— YOUR INSTRUCTIONS —
On how many lines of the data below does the word "desk" appear? Reply with the number only.
==== DATA EXTRACTS ====
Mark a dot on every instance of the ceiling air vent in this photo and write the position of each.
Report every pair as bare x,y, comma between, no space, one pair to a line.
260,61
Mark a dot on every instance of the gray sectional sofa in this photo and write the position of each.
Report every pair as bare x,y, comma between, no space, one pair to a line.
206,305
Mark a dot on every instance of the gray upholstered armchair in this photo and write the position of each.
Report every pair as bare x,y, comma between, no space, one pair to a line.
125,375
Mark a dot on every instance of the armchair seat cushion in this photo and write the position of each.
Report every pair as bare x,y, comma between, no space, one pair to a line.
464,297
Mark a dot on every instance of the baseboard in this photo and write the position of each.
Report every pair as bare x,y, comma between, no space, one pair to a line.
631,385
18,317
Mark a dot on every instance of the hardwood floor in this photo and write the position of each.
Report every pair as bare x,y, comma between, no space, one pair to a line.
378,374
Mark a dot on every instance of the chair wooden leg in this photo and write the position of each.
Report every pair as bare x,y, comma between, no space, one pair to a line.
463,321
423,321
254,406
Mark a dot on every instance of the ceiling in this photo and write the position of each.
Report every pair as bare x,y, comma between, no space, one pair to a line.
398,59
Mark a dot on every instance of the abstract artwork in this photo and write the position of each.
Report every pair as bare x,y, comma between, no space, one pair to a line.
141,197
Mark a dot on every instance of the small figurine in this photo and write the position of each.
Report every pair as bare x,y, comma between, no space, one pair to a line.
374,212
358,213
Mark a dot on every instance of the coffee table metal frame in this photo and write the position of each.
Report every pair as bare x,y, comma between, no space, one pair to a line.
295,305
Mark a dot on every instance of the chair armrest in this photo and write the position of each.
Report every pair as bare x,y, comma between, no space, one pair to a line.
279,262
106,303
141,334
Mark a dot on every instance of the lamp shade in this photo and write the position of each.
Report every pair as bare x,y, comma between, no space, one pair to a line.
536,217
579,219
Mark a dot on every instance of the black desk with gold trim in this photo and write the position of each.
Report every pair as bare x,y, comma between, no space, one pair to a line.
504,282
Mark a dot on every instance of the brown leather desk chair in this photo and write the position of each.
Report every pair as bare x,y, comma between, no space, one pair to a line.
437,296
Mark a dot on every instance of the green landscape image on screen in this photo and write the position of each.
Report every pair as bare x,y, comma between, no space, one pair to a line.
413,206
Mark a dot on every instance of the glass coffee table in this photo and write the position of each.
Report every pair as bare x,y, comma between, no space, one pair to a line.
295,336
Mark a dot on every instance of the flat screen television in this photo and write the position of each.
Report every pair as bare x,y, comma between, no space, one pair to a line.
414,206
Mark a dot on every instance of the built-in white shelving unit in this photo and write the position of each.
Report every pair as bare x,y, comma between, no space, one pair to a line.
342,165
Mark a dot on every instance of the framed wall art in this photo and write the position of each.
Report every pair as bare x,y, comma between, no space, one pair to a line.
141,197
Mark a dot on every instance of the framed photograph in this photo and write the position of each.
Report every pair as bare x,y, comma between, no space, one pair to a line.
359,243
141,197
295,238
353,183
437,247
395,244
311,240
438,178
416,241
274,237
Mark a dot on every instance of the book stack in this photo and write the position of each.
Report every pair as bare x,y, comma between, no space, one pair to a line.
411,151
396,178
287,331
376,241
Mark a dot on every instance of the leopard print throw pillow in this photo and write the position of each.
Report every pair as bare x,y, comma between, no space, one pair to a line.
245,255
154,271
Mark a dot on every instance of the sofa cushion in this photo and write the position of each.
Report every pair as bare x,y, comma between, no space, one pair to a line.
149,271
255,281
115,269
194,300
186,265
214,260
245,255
====
— FINISHED EXERCISE —
2